**Job:** Which lines in the records below contain the string "after"? Pull out each of them in full.

**Information provided:**
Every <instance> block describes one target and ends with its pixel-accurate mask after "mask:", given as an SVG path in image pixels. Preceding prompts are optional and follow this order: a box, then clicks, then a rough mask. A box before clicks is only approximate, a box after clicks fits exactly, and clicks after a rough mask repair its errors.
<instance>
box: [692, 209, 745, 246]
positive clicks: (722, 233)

==

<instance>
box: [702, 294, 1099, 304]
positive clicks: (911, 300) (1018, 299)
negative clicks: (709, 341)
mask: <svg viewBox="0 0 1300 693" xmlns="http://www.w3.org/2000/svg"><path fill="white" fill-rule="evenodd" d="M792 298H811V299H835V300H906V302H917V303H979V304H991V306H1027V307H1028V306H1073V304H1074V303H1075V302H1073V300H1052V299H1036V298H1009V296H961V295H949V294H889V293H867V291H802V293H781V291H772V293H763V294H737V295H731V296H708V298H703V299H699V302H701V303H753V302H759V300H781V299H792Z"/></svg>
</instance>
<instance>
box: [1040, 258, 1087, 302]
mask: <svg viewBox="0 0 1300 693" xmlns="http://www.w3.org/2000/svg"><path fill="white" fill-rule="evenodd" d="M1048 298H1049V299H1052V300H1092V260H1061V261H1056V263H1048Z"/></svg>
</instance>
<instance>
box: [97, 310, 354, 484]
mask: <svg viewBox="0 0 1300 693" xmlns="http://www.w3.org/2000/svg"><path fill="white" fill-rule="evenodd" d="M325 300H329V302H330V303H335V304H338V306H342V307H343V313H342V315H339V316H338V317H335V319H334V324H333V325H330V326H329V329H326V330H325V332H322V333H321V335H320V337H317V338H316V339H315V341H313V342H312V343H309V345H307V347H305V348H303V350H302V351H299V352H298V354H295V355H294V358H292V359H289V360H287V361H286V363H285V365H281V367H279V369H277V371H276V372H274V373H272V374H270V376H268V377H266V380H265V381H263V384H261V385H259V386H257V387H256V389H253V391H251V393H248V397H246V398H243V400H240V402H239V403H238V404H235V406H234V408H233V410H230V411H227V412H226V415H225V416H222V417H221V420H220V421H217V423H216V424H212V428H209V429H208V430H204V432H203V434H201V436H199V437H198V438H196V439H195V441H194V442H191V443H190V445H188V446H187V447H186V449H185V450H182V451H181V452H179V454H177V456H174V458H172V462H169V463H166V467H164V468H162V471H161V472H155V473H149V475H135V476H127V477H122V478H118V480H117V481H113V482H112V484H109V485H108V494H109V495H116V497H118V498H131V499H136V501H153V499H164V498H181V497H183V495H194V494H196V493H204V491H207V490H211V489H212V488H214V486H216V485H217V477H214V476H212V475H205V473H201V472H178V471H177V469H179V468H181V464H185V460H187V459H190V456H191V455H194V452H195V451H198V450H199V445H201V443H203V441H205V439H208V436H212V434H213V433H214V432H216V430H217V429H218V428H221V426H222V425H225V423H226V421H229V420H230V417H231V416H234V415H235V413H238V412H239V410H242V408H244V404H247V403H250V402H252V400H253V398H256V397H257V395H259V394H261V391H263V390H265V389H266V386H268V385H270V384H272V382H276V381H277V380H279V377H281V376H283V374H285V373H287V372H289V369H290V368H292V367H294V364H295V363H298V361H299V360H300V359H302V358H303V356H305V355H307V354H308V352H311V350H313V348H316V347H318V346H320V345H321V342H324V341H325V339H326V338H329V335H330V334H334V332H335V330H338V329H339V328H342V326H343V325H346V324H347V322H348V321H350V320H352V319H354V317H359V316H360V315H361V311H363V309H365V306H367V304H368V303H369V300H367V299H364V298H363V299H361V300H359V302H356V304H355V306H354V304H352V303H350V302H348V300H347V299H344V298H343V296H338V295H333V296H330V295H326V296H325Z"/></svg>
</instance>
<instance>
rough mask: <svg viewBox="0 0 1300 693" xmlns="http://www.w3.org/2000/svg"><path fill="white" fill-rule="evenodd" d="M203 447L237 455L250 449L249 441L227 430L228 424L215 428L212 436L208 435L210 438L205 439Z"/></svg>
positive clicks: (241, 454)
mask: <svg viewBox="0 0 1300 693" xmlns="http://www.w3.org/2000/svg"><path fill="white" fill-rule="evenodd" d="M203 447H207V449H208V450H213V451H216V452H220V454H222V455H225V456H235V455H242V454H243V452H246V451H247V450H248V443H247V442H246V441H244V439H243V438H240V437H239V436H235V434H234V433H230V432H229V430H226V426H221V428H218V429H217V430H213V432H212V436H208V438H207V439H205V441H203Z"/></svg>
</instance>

* * *

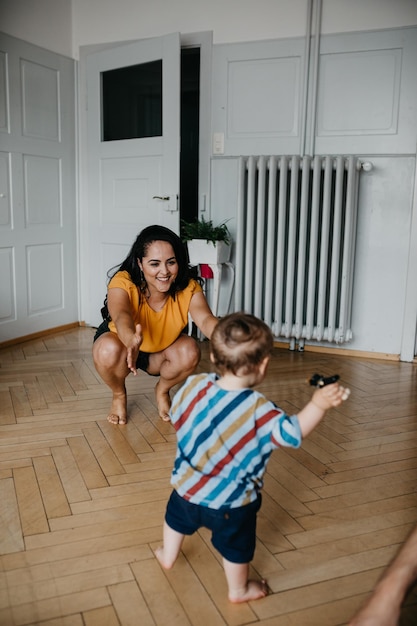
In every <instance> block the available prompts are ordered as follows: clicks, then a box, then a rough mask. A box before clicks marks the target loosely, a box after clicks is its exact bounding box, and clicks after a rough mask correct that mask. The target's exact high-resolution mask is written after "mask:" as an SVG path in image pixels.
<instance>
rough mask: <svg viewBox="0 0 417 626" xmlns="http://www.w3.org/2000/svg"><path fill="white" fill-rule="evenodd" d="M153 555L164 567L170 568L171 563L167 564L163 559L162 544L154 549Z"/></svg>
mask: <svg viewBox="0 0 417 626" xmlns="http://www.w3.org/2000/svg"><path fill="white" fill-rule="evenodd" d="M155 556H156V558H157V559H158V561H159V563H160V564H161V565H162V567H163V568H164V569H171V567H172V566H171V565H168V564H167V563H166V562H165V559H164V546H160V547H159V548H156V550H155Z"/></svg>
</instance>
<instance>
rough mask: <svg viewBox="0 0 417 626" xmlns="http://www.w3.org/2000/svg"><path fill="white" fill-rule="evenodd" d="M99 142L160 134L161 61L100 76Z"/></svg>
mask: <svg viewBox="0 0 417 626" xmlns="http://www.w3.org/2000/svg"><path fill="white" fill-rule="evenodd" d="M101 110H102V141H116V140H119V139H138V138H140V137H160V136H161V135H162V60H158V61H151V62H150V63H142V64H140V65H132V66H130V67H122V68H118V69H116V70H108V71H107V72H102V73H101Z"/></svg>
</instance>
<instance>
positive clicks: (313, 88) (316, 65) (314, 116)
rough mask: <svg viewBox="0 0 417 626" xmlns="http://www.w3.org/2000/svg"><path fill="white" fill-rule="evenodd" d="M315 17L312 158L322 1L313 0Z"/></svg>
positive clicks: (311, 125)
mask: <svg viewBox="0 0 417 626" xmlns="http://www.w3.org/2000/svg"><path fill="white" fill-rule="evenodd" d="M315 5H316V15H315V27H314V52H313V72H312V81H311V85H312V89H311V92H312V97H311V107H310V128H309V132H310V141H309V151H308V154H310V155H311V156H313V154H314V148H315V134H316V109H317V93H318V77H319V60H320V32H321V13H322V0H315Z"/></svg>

**Completed task:**
Every <instance> block describes one target and ends with its pixel-accurate mask after "mask:", given as an SVG path in image pixels. Preceding prompts are optional and follow this order: a box, then clicks, then a rough mask. A box before clicks is only approximate, a box after clicks fits exactly, and clicks after a rough mask repair its errors.
In every <instance> block the available prompts are ordered as follows: clicks, then a box, then a rough mask. A box before clicks marks the target loosely, a box after clicks is its exact bounding box, and clicks after a rough mask correct that mask. The target's exact high-resolution mask is written after "mask:" as an SVG path in image pixels.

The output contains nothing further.